→ Your task
Reproduce all of the data below verbatim, line for line, but leave the picture out.

→ Records shown
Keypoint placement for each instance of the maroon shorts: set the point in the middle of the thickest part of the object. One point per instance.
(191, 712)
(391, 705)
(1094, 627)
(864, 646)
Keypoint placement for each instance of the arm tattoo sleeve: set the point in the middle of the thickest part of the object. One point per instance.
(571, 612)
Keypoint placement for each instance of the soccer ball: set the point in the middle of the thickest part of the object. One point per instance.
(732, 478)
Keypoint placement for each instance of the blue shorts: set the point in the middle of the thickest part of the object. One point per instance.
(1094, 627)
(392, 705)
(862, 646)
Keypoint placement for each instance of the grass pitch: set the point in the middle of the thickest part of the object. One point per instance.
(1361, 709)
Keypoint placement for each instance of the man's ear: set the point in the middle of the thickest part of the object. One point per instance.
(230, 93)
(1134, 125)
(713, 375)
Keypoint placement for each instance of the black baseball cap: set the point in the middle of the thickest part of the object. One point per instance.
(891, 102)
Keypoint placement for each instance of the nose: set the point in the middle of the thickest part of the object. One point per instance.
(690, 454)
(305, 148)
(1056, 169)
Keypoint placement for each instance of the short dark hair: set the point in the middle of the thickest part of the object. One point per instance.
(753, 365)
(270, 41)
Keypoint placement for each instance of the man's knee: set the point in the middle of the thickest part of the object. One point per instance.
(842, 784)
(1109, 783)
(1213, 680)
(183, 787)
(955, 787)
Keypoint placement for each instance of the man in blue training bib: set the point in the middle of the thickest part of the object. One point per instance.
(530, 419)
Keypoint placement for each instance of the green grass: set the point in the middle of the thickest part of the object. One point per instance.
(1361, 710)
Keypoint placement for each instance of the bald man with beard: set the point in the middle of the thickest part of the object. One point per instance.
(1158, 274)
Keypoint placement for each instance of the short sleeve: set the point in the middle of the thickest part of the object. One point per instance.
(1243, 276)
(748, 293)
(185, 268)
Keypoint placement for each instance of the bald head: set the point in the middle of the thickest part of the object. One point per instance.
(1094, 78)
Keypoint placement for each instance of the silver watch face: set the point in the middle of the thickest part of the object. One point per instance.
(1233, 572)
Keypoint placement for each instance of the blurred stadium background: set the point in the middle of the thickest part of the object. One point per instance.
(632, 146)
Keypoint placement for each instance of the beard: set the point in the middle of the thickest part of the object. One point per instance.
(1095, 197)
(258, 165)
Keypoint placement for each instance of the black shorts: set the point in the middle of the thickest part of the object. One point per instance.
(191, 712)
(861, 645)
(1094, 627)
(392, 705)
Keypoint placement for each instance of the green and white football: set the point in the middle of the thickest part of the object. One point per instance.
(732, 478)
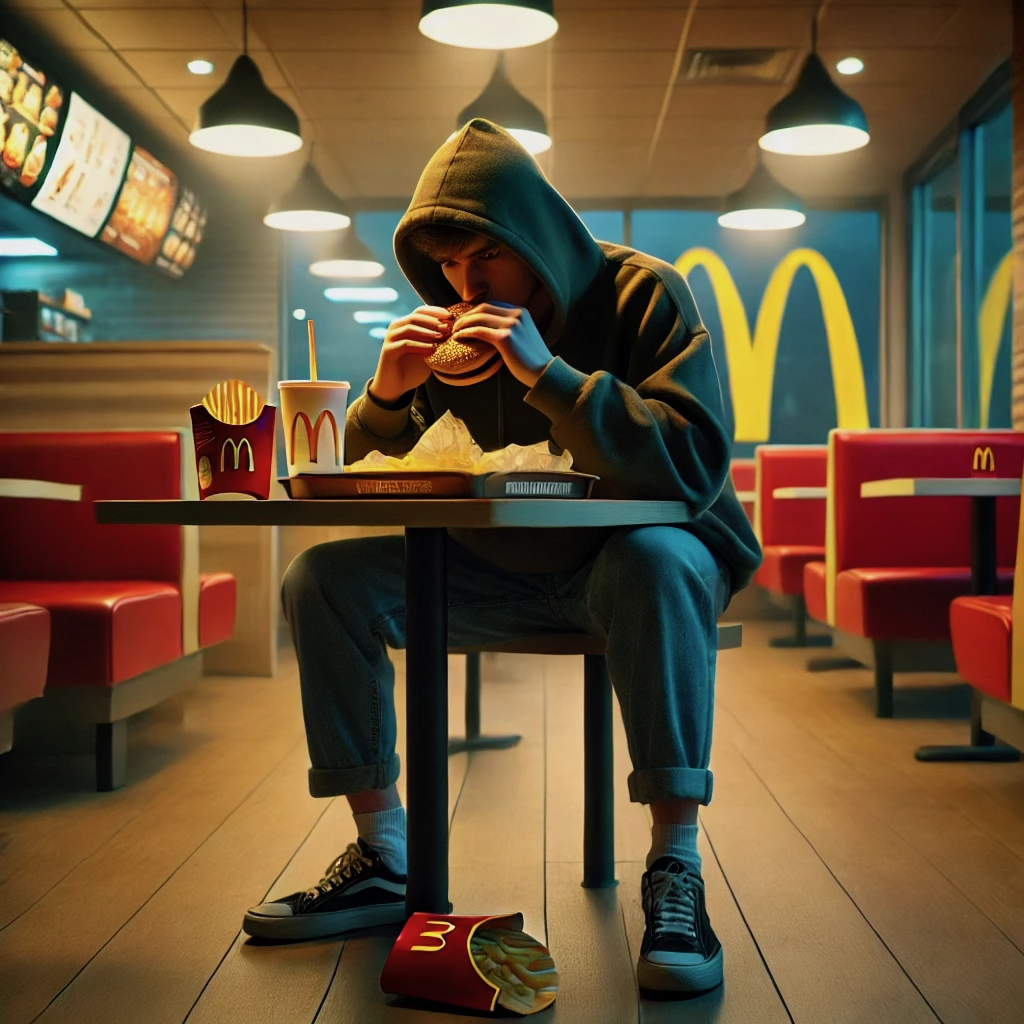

→ Complete output
Keypoint placement for each instance of the maroon shorts: set the point in the middle of the thickest part of the object. One point per instance.
(191, 712)
(391, 705)
(1094, 627)
(864, 646)
Keypoint placement for each instance of the arm tattoo sleeve: set the point in the middle of the thickest part of the object. One point per instance.
(571, 612)
Keypoint placement for each instance of the soccer ball: set the point in the middle of the thickest part of the object. One point per instance.
(732, 478)
Keypoint placement for each instance of the blue shorts: set the point in the middle of the thickest part of the object. One point per instance.
(1094, 627)
(392, 705)
(862, 646)
Keypoint placement for each instance of the grass pitch: set the point in the middle of the thickest part of the object. One point per instance.
(1361, 709)
Keypoint placement for each instance of the man's ear: set the point in the middle of the thickest part of the object. One point per instance.
(230, 93)
(1134, 125)
(713, 375)
Keypoint placement for each instance of the black baseball cap: set the point in the middle of the thickest part of the object. One point per instance.
(891, 102)
Keypoint placement for each instance of the nose: set the point in the middle of the thickest part of the object. One point per instance.
(690, 454)
(305, 148)
(1056, 169)
Keypoint placement for each instance of the short dark hair: set the point in the middle of the thickest part of the object. One point per instance.
(753, 365)
(270, 41)
Keypoint placement for each instance of the man's knee: set the point in the middle of the thickest part of the object. One point per instance.
(842, 784)
(1109, 783)
(1213, 680)
(183, 787)
(955, 787)
Keypoint placement for each instance of the man in blue training bib: set the point in the middle of the thickest part of the object. One point per instance.
(530, 419)
Keypoint placement for each instance of the green grass: set the point in the middle of the thickest part of the object. One point per instance.
(1361, 710)
Keypoint placement for each instance of the bald man with beard: set the point in the middle of the thickest part of the object. One point per instance.
(1158, 274)
Keypoint placement for each instance of the short sleeve: set the point in the middle of the thickest part of the object. One point per instance.
(1243, 276)
(748, 293)
(185, 268)
Keypoint placement for each instance of the bald head: set the point in the middle of the thickest part of the object. One point per instance.
(1094, 78)
Keypoint placement for each instance of the silver watch face: set the point in the middle of the thickest part of the object. One point per instance.
(1233, 572)
Keypoint placement for each instance of the blurred stadium background: set the point in the middle of the thickest part of the object. One point per instance.
(632, 146)
Keypoint placement for each instance of the beard: set the point in the middle of the thickest part of the object. One point per instance.
(1095, 197)
(258, 165)
Keypoint placement for each instance of the black shorts: set the point in the middle of the thickest part of the object. One point per instance.
(191, 712)
(861, 645)
(1094, 627)
(392, 705)
Keypoint placement for each instance of the green and white football: set the point in the middle of the thickest part of the object. One point per instance.
(732, 478)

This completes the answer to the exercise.